───── Raw records

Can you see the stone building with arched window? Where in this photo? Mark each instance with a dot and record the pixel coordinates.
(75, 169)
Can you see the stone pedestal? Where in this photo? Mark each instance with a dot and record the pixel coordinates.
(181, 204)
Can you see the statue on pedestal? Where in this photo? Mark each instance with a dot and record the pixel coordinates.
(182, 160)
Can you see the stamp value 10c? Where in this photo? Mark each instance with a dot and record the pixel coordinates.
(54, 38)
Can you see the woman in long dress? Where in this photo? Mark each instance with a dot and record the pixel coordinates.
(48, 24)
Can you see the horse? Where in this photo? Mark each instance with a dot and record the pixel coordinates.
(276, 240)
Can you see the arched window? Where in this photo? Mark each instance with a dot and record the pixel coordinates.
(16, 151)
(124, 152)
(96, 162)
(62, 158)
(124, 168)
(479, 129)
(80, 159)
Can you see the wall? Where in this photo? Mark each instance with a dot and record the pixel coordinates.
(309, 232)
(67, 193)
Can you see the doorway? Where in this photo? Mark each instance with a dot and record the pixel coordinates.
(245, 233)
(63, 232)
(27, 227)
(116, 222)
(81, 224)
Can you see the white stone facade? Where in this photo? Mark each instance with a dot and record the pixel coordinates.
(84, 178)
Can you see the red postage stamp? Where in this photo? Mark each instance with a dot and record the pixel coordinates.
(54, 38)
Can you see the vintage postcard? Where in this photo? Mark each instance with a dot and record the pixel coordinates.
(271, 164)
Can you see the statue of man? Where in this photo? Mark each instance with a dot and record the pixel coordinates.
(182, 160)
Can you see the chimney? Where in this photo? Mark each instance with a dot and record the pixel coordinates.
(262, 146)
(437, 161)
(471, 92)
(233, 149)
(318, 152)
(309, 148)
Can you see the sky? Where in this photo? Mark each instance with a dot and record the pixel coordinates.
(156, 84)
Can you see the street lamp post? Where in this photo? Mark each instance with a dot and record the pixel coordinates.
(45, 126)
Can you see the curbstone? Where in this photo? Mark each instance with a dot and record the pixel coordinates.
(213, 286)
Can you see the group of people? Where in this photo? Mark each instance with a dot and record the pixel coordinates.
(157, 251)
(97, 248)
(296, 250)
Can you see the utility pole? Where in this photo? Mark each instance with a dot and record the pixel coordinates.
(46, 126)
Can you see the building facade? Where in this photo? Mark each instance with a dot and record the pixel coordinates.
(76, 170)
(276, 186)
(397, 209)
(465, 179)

──────────

(What is being asked) Arrange the entries above as a two-column CSV with the headers "prompt" and "reply," giving one row per entry. Put each entry's text and its answer in their own quoted fields, with line breaks replaced by spaces.

(Solution for this exercise)
prompt,reply
"Can you see the stone building with arched window? Where in this photo? Mark each instance with a dot and record the pixel coordinates.","(75, 169)"
"Can you see the stone pedestal? Where in this photo? Mark each instance with a dot and record the pixel coordinates.","(181, 204)"
"Can you see the statue on pedestal? Where in this photo? Mark each instance with a dot and record the pixel coordinates.","(182, 160)"
"Can you see the stamp value 10c? Where in this photo? Mark each instance with a dot and record the pixel coordinates.","(54, 38)"
"Can you see the woman in long dress? Where in this photo? Mark each instance with a dot and record the pixel coordinates.","(48, 24)"
"Can you see the horse? Where in this photo? Mark each instance with a dot and record the pixel coordinates.","(276, 240)"
"Can you see the arched window? Where in this photo? Mark each instance with a dot and record the pixel coordinates.","(16, 151) (124, 152) (96, 162) (62, 158) (124, 168) (479, 129) (80, 159)"
"Can you see the wall? Where in this photo? Mark each instance with a dot and record the pixel coordinates.","(309, 232) (67, 193)"
"Can you see the doorway? Where in this photo? Mark each instance with a dot and record the pixel coordinates.","(245, 233) (63, 232) (27, 227) (116, 222) (81, 224)"
"Can you see the white stone facade? Where in this photo? Mark each instance with a dot and record the pixel coordinates.","(84, 178)"
"Can you see the red postage stamp? Where in this photo? Mark each instance with a dot and record the pixel coordinates.","(54, 38)"
"Can you see the vintage postcard? Where in this photo? Mark each instance with a dot and record the pixel coordinates.","(271, 164)"
"Can you see the statue of man? Where in this photo? Mark each instance with a dot and record the pixel coordinates.","(182, 160)"
"Can you see the chimney? Where in this photo? Mark each instance with a dot and record the pixel coordinates.","(262, 146) (437, 161) (471, 92) (233, 149) (318, 152) (309, 148)"
"Can you see the sky? Where in this photo? Mark each instance with a dot and record the pixel coordinates.","(156, 84)"
"Can you see the street lamp post? Where in this photo? Mark each instance with a dot and record the pixel coordinates.","(45, 126)"
"Can you see the curbstone? Where in this photo? Mark each instance with a dot and record the pixel coordinates.","(213, 286)"
"Can you see the group of people? Where in this photo? Mark each instance with a dot and record the pixel coordinates.","(157, 251) (97, 248) (296, 250)"
"Can you see the utility pole? Where in this photo? Mark each instance with a dot and record the pixel coordinates.","(46, 126)"
"Can you see the building facade? Where in this photo? Mark each instance with a dot and record the pixel coordinates.","(76, 170) (276, 186) (397, 209) (465, 179)"